YOUR GOAL: Copy out, unchanged, the lines of the items below, from the line containing "of the rose" through the line containing "column 242, row 478", including both of those lines.

==*==

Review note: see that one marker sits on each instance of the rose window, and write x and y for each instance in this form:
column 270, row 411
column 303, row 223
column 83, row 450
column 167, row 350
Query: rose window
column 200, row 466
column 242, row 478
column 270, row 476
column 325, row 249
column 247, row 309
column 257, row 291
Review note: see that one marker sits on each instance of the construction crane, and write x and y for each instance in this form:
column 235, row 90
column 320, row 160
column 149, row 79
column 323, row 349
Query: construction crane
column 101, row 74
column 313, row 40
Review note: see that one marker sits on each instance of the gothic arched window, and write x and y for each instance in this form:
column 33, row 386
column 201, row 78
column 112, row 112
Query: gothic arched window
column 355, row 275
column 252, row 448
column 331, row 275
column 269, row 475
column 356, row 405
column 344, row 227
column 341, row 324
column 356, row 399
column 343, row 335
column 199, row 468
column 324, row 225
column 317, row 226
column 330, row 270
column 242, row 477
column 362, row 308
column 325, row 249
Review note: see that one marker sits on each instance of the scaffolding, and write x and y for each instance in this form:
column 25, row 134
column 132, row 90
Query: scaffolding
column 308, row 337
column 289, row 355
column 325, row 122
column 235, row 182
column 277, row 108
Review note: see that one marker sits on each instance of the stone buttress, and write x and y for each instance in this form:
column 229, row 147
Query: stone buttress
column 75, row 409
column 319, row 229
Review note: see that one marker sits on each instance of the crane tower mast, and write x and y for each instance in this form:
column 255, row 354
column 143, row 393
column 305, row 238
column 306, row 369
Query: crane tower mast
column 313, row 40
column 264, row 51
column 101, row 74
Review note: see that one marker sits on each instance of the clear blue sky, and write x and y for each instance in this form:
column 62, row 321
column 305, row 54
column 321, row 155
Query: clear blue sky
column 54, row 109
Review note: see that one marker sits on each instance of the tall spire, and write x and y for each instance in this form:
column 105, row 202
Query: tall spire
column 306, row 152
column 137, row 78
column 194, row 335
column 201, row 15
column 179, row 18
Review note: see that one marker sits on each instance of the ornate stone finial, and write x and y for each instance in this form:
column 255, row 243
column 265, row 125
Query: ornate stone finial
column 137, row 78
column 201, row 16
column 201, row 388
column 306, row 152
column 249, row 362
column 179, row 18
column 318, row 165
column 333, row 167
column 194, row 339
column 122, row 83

==*==

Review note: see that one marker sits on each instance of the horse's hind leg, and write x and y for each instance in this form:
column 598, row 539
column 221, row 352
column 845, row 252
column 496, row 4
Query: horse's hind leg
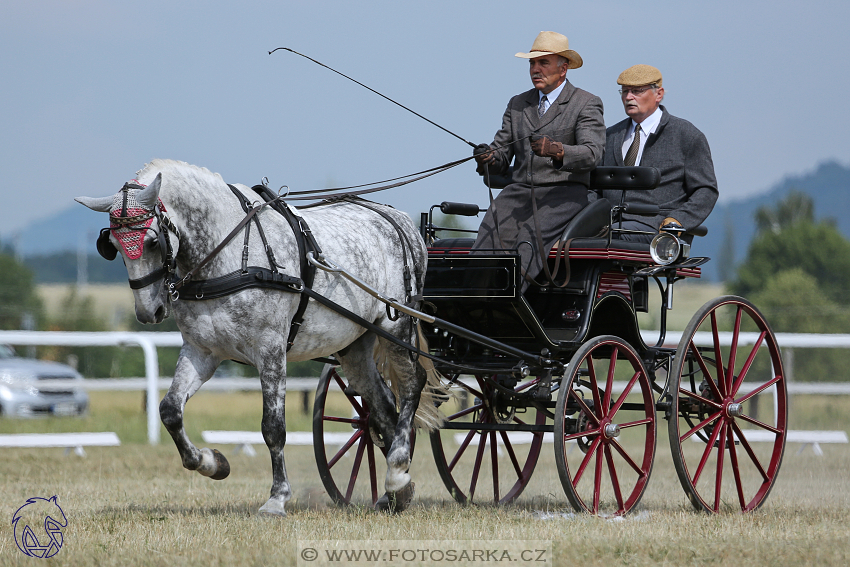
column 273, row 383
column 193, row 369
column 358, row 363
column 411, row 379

==*==

RESULT:
Review note: see that one marker sits on each instance of the rose window, and write x and y for each instance in this form:
column 270, row 411
column 303, row 223
column 83, row 450
column 167, row 350
Query: rose window
column 200, row 466
column 242, row 478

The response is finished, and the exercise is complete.